• **TESTO MOSTRATO**
Rediclorfagesp.
L’unica cosa che mi è rimasta dell’odiato professore di biologia del secondo anno di liceo è l’insegnamento sull’utilizzo delle parole mnemoniche. In particolare questa si riferisce alla classificazione che fece Linneo nel 18° secolo degli esseri viventi. Si parte dal Regno, per poi scendere alla Divisione, poi Classe, Ordine, Famiglia, Genere, Specie. Fu lui a portare alla ribalta la nomenclatura binomiale, ancora oggi usata per definire le varie specie viventi che popolano il pianeta terra. Ed è a lui che si riferisce la lettera L. che innumerevoli volte troviamo alla fine dei nomi scientifici.
Riprendendo in esame quanto detto nella scorsa puntata, abbiamo visto che il ciliegio dolce altri non è che il Prunus avium. E qui iniziano le complicazioni. Perché in agricoltura esistono anche le cultivar. La parola cultivar deriva dall’unione di due parole anglosassoni: cultivated e variety. Sono quindi piante della stessa specie, che però si distinguono le une dalle altre per caratteri morfologici, fisiologici, eccetera eccetera. Per essere riconosciute legalmente le cultivar vanno iscritte al Registro Nazionale delle Varietà, con un iter che dura attorno ai due anni.
Anche il ciliegio non fa eccezione, e prevede tutta una serie di cultivar. La prima suddivisione importante la possiamo fare fra cultivar autofertili e quelle autosterili. Mi spiego: ci sono alcune cultivar che non riescono ad impollinarsi da sole, ma hanno bisogno della vicinanza di altre cultivar. Le autofertili, per esclusione, sono quelle che invece sono in grado di impollinarsi da sole - e che noia. Un’altra suddivisione invece fa riferimento al periodo di maturazione: ci sono cultivar precoci, medio precoci, intermedie, medio tardive, tardive.

• **CONSEGNA 1**
Elenca, nell'ordine in cui compaiono nel testo mostrato, tutti i livelli della classificazione di Linneo degli esseri viventi.
• **CONSEGNA 2**
Secondo il testo sul ciliegio, quanto dura l'iter per iscrivere una cultivar al Registro Nazionale delle Varietà?
• **CONSEGNA 3**
Riprendi il testo sulle cultivar di ciliegio a partire dall'ultima frase presente e proseguilo.

(Voci di dati archiviate)

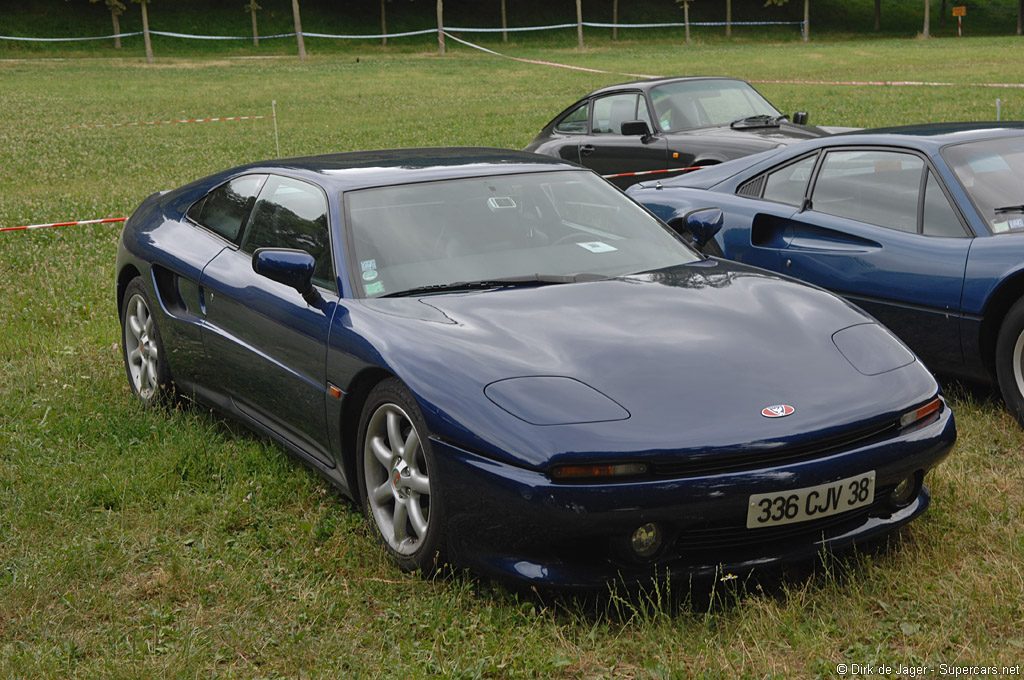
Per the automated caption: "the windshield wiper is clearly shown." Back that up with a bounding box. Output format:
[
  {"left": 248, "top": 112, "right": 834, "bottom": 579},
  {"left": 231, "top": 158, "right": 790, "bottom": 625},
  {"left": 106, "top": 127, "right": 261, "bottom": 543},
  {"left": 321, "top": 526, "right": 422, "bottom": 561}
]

• **RISPOSTA 1**
Regno, Divisione, Classe, Ordine, Famiglia, Genere, Specie.

• **RISPOSTA 2**
Dura circa due anni.

• **RISPOSTA 3**
Quando andiamo quindi a comprare la Ciliegia di Marostica, o quella di Vignola, giusto per citare le due zone più vicine a casa mia, in realtà, a seconda del periodo dell’anno, andiamo a comprare ogni volta ciliegie diverse. Vediamo rapidamente le varietà più importanti e diffuse, sperando di non dimenticare nulla.
Le precoci sono quelle che mi piacciono meno di tutte, normalmente sono infatti di consistenza molto molle e con caratteristiche organolettiche, a mio parere, meno piacevoli. Fanno parte di questo gruppo le francesi Bigarreau Burlat e Bigarreau Moreau. Sono le primizie, e proprio per questo sono molto costose.
Fra le medio precoci il riferimento resta la Giorgia, varietà coltivata anche per l’impollinazione della diffusissima Ferrovia, assieme all’amica Adriana. Fra le due è più buona e gustosa la Giorgia, ma soffre problemi di pezzatura in caso di carico eccessivo sulle piante. L’Adriana, pur meno buona, resiste molto bene allo spacco, uno dei grossi problemi delle ciliegie, che spesso fa loro prendere la via delle marmellate.
Passando alle intermedie non possiamo non parlare della canadese Van: buona, gustosa, dissetante, ma piccolina, dal peduncolo corto e, di nuovo, sensibile allo spacco.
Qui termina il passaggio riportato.